▶ _Document_:
%%

- 2019 edition cover

Studio album by Kaitlyn Aurelia Smith
- Released: November 11, 2014 January 11, 2019 (reissue)
- Recorded: 2013
- Length: 42:32
- Label: Touchtheplants (reissue)
- Producer: Kaitlyn Aurelia Smith

Kaitlyn Aurelia Smith chronology
|  | Tides (2014) | Euclid (2015) |

= Tides: Music for Meditation and Yoga =

Tides is a studio album by American musician Kaitlyn Aurelia Smith. It was initially released in 2014 and later re-released on January 11, 2019, as Tides: Music for Meditation and Yoga through the label Touchtheplants.

==Background and recording==
Smith recorded the album in 2013 using a Buchla Music Easel synthesizer after her mother, a yoga teacher, wanted music she could play during her classes. It includes field recordings of "wind chimes, forest sounds, birds chirping, [and] steam valves". The album is the first release on Smith's new label, Touchtheplants.

==Critical reception==

Paul Simpson of AllMusic stated, "While not as ornate as her subsequent works, Tides spotlights Smith's talent for building moods." Daniel Martin-McCormick of Pitchfork wrote, "when you put it on and forget about it, it can transform a room." He added, "In this sense, Tides succeeds as ambient music in its purest form." Matthew Clark of Exclaim! commented that "listening to Tides is like sitting on the beach for a day and letting the surf wash over you; the water rises and falls and you are there with it, present in all its glory and bliss." Fact said the album provides an "insight into an early phase of the composer[']s music".

%%

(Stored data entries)
%%

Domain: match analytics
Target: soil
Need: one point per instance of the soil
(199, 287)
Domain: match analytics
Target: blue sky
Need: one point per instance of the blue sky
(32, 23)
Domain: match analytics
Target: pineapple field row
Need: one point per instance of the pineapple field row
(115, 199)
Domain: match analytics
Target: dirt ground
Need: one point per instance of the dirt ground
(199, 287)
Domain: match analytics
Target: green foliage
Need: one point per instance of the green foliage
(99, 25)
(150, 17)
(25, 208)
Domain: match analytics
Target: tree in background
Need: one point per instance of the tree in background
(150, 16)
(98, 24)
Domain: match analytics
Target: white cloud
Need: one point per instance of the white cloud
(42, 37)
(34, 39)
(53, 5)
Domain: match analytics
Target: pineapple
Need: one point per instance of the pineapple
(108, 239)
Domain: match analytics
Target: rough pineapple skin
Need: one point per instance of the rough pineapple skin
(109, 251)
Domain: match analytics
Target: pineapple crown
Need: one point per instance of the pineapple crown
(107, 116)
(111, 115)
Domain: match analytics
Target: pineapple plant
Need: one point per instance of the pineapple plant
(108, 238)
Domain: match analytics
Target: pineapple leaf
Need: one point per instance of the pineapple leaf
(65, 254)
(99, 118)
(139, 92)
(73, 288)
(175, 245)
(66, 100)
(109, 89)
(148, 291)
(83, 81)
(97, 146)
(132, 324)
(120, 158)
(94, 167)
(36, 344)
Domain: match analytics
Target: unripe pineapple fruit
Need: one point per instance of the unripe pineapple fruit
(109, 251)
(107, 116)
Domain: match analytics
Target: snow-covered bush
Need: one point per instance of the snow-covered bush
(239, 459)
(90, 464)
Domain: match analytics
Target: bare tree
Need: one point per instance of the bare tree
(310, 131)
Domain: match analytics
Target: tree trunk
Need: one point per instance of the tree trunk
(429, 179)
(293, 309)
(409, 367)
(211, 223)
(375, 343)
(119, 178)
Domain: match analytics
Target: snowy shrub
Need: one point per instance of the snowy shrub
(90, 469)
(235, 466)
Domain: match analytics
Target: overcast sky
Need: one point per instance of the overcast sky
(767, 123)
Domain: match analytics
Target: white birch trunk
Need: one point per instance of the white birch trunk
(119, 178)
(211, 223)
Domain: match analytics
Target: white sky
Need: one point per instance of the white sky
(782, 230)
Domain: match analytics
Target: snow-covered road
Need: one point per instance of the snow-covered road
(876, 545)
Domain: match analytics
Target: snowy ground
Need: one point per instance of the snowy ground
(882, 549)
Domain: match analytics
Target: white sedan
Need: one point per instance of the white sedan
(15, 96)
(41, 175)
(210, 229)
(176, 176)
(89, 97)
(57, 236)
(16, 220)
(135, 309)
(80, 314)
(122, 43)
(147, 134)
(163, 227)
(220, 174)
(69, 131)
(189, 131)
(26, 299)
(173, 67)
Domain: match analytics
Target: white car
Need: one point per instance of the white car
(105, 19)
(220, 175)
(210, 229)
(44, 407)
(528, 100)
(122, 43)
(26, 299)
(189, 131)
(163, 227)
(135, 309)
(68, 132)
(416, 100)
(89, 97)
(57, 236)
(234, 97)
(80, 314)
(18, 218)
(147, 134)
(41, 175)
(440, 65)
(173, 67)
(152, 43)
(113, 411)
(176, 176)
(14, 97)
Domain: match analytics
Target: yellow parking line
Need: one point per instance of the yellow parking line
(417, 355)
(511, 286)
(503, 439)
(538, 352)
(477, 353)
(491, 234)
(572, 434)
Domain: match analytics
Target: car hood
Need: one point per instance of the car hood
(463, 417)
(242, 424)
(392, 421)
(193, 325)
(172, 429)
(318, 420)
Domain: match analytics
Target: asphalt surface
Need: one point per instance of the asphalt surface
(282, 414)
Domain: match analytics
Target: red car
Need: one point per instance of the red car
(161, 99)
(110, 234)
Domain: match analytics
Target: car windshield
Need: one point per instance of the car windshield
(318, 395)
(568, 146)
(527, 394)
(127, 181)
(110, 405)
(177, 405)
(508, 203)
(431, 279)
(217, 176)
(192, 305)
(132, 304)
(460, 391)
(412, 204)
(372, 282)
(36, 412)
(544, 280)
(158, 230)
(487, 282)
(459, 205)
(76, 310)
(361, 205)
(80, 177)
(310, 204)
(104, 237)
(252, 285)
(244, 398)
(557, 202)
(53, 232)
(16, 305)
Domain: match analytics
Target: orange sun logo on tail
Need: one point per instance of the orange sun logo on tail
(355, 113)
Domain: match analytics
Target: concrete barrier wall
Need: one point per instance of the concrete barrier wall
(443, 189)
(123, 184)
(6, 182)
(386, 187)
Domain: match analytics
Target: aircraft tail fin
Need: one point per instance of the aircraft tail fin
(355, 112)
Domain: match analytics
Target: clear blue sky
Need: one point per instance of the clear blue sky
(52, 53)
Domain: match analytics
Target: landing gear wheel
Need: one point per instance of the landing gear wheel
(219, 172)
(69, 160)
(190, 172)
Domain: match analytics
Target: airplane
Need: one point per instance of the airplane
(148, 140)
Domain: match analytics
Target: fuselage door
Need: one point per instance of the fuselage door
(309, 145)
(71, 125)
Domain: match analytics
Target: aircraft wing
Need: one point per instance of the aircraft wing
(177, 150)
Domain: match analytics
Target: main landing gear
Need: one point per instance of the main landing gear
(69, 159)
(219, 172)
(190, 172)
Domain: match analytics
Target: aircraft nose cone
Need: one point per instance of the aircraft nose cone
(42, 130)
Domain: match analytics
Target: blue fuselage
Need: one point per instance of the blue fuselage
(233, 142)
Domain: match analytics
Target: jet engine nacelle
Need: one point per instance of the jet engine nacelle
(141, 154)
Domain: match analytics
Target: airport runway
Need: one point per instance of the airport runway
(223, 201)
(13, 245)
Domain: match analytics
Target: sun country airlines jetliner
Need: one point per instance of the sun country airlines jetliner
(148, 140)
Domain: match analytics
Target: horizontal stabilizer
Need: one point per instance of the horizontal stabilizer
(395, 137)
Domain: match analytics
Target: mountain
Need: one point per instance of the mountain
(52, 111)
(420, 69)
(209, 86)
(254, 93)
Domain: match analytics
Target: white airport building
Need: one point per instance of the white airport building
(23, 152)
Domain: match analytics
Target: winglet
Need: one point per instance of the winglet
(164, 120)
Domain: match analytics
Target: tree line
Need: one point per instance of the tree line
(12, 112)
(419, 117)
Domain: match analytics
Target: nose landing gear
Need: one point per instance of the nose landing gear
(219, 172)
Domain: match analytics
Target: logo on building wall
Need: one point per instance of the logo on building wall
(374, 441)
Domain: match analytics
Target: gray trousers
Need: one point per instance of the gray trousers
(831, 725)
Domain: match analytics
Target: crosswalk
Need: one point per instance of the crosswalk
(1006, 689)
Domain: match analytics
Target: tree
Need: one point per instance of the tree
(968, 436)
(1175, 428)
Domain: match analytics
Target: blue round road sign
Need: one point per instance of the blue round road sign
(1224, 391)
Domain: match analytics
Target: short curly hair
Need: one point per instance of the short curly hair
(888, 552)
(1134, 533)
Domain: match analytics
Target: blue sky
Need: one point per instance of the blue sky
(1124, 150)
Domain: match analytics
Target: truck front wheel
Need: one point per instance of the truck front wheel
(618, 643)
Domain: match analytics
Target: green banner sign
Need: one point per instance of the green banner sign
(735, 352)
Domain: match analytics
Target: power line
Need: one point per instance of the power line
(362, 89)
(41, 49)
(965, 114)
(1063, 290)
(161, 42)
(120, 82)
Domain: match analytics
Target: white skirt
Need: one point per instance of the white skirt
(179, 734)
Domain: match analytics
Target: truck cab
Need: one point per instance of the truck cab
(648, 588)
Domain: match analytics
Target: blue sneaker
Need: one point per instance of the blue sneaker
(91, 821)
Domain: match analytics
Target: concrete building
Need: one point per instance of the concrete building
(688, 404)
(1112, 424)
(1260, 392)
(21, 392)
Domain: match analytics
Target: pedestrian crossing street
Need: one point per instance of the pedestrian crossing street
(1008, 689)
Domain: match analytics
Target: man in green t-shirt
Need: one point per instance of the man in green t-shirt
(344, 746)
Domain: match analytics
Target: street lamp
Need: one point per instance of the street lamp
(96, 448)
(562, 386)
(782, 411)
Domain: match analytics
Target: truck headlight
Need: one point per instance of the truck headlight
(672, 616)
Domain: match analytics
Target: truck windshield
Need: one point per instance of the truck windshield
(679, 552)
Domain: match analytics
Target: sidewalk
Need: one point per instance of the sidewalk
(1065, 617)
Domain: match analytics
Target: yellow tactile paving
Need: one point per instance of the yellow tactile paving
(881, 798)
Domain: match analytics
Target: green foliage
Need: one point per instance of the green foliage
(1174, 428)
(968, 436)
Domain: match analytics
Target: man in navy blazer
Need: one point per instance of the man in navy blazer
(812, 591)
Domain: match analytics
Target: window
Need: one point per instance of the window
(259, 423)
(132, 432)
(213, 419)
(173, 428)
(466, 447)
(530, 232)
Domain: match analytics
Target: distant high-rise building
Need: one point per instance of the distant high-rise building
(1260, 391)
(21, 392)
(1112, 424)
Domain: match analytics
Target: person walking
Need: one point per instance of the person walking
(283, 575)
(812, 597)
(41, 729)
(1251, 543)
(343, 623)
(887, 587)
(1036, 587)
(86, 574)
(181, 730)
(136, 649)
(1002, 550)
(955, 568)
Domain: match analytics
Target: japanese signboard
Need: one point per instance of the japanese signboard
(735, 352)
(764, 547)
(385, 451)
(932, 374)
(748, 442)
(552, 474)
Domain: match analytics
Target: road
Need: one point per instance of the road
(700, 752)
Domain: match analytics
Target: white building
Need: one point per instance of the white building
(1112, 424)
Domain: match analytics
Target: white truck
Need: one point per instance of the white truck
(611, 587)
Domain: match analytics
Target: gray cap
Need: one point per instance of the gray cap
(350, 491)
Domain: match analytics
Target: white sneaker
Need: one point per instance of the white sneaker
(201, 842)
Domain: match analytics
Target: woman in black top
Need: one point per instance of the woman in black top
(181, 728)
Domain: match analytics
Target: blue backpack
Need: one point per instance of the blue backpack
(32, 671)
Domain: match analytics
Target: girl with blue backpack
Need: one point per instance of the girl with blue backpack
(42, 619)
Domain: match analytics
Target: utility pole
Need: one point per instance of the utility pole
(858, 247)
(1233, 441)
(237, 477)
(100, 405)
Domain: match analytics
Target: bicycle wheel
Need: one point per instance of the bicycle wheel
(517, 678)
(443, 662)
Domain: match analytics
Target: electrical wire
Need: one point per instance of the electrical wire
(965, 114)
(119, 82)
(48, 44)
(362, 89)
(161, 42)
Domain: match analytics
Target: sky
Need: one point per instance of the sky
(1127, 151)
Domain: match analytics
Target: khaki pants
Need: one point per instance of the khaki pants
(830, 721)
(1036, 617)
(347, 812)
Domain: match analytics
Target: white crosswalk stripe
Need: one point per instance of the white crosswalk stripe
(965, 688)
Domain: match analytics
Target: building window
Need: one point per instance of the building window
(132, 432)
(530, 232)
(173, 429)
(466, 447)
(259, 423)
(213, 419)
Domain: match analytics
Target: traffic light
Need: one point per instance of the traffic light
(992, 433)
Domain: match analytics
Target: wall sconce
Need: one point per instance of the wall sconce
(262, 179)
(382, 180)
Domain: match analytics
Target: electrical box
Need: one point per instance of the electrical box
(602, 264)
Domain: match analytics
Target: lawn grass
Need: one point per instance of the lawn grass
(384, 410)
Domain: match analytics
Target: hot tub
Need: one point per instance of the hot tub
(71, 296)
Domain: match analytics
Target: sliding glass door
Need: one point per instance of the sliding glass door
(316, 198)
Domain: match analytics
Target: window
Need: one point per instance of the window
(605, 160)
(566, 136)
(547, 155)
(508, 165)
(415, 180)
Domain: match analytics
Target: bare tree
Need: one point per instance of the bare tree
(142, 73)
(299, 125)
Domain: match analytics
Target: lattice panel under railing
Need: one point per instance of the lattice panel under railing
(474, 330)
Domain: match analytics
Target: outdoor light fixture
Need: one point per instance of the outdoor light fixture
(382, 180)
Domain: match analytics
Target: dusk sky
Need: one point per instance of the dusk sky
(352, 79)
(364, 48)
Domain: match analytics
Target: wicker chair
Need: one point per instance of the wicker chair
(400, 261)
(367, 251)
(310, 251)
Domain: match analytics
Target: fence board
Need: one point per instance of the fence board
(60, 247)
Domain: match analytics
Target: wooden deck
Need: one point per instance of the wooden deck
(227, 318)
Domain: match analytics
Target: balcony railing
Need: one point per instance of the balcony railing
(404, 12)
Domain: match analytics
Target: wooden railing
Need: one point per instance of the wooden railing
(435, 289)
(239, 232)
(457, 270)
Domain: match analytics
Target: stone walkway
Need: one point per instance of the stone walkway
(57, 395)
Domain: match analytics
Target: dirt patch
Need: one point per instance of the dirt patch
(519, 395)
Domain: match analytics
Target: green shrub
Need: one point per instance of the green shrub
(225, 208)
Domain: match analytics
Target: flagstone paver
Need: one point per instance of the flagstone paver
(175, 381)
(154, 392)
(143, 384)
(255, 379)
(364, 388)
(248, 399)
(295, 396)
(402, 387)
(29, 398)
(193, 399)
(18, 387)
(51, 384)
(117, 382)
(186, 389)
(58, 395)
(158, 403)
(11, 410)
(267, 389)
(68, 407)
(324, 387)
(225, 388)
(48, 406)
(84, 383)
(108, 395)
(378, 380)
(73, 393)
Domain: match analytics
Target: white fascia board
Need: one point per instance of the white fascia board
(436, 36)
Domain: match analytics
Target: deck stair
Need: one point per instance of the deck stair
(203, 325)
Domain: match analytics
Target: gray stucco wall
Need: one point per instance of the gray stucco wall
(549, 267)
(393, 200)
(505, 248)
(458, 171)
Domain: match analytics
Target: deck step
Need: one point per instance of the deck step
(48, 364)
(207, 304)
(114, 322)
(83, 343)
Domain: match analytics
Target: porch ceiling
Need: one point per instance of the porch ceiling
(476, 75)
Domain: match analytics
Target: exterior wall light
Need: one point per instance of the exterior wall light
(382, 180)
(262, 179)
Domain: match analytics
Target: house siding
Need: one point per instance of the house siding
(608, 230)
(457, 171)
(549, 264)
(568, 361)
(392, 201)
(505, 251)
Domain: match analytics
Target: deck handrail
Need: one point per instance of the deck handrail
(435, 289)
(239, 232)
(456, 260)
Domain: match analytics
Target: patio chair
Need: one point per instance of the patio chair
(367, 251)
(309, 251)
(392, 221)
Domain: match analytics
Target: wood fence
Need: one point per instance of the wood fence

%%

▶ _Problem to solve_: Set down everything in the Tides album article from "Studio album by Kaitlyn" down to "the label Touchtheplants.", copying it word for word.

▶ _Exercise response_:
Studio album by Kaitlyn Aurelia Smith
- Released: November 11, 2014 January 11, 2019 (reissue)
- Recorded: 2013
- Length: 42:32
- Label: Touchtheplants (reissue)
- Producer: Kaitlyn Aurelia Smith

Kaitlyn Aurelia Smith chronology
|  | Tides (2014) | Euclid (2015) |

= Tides: Music for Meditation and Yoga =

Tides is a studio album by American musician Kaitlyn Aurelia Smith. It was initially released in 2014 and later re-released on January 11, 2019, as Tides: Music for Meditation and Yoga through the label Touchtheplants.